### Exercise directions
Put each line of all the records below into a JSON list of strings, one string per line, with blank lines omitted.

### Material
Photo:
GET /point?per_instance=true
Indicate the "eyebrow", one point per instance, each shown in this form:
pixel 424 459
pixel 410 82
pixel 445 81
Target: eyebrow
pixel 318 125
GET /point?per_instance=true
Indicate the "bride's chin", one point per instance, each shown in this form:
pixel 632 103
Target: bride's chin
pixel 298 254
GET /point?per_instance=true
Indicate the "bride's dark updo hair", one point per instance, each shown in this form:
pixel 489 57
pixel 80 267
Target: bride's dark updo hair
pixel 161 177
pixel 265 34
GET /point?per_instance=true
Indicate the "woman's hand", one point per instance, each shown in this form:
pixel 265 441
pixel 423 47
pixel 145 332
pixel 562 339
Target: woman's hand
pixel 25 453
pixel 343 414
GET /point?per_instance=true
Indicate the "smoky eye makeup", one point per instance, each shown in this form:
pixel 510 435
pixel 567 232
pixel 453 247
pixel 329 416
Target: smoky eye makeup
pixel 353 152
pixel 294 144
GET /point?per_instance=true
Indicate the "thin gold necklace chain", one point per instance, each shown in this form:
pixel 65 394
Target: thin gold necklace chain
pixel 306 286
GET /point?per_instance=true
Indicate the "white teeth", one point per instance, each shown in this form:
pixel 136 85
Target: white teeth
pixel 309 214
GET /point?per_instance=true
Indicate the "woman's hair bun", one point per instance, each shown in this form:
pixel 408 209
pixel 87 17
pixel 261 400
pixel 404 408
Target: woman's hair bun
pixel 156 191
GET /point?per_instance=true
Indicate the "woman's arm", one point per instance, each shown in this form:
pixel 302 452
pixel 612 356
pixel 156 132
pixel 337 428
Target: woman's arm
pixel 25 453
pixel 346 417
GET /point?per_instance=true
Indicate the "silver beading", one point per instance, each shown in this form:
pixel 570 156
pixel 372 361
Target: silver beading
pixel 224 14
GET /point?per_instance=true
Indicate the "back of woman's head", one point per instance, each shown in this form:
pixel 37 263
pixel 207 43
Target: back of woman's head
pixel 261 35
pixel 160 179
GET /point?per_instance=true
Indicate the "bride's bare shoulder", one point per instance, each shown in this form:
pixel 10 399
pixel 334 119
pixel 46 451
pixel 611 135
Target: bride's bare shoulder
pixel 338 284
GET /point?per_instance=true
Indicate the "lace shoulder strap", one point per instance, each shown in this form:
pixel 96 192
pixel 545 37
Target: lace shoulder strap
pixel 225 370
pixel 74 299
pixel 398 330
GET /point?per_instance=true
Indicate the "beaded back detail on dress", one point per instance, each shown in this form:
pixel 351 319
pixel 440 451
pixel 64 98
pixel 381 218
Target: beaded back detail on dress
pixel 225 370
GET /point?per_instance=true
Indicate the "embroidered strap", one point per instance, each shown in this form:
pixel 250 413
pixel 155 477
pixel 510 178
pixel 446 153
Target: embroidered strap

### Solution to this exercise
[
  "Photo:",
  "GET /point?per_instance=true",
  "Indicate the \"eyebrow\", one point per instance, each shown in this form:",
  "pixel 424 459",
  "pixel 410 82",
  "pixel 445 81",
  "Target: eyebrow",
  "pixel 318 125",
  "GET /point?per_instance=true",
  "Indicate the \"bride's chin\", one point per instance, each shown in this form:",
  "pixel 632 103",
  "Target: bride's chin",
  "pixel 298 254",
  "GET /point?per_instance=true",
  "Indicate the \"bride's dark updo hair\", one point per instance, each shown in this form:",
  "pixel 489 57",
  "pixel 80 267",
  "Target: bride's dark updo hair",
  "pixel 161 177",
  "pixel 265 34",
  "GET /point?per_instance=true",
  "Indicate the \"woman's hand\", one point per instance, each shown in this form:",
  "pixel 265 441",
  "pixel 423 47",
  "pixel 145 332",
  "pixel 562 339",
  "Target: woman's hand",
  "pixel 25 453",
  "pixel 343 414",
  "GET /point?per_instance=true",
  "Indicate the \"smoky eye makeup\", one point per instance, each shown in this form:",
  "pixel 510 435",
  "pixel 567 232",
  "pixel 453 247",
  "pixel 329 416",
  "Target: smoky eye makeup",
  "pixel 353 152",
  "pixel 294 144",
  "GET /point?per_instance=true",
  "Indicate the \"thin gold necklace chain\", one point per instance, each shown in this form:",
  "pixel 65 394",
  "Target: thin gold necklace chain",
  "pixel 306 286",
  "GET /point?per_instance=true",
  "Indicate the \"white teeth\", one point per instance, each shown in this form:",
  "pixel 136 85",
  "Target: white teeth",
  "pixel 309 214",
  "GET /point?per_instance=true",
  "Indicate the \"woman's hair bun\", one point per instance, each shown in this form:",
  "pixel 408 209",
  "pixel 87 17",
  "pixel 261 400",
  "pixel 404 408",
  "Target: woman's hair bun",
  "pixel 156 191",
  "GET /point?per_instance=true",
  "Indicate the \"woman's arm\", one point per instance, each shown in this form:",
  "pixel 302 452",
  "pixel 612 356",
  "pixel 156 132",
  "pixel 337 428",
  "Target: woman's arm",
  "pixel 25 453",
  "pixel 346 417",
  "GET /point?per_instance=true",
  "Indicate the \"silver beading\", one point per instance, each shown in this form:",
  "pixel 570 156",
  "pixel 372 361",
  "Target: silver beading",
  "pixel 224 14",
  "GET /point?per_instance=true",
  "Indicate the \"back of woman's head\", one point per instance, each shown in this form:",
  "pixel 37 263",
  "pixel 207 43",
  "Target: back of woman's head",
  "pixel 261 35",
  "pixel 160 179",
  "GET /point?per_instance=true",
  "Indicate the \"bride's bare shoulder\", one point per instance, each shown in this form:",
  "pixel 10 399",
  "pixel 334 119",
  "pixel 46 451",
  "pixel 611 135",
  "Target: bride's bare shoulder",
  "pixel 338 284",
  "GET /point?per_instance=true",
  "Indicate the \"lace shoulder strap\", one point per instance, each shown in this form:",
  "pixel 96 192",
  "pixel 545 37",
  "Target: lace shoulder strap",
  "pixel 225 370",
  "pixel 74 299",
  "pixel 398 330",
  "GET /point?per_instance=true",
  "Indicate the \"beaded back detail on dress\", one point per instance, each shown in this form:",
  "pixel 351 319",
  "pixel 440 451",
  "pixel 64 98",
  "pixel 381 218",
  "Target: beaded back detail on dress",
  "pixel 225 370",
  "GET /point?per_instance=true",
  "Indicate the \"embroidered strap\", one point per instance, each shown in this form:",
  "pixel 250 413",
  "pixel 155 477",
  "pixel 510 178",
  "pixel 446 153",
  "Target: embroidered strap"
]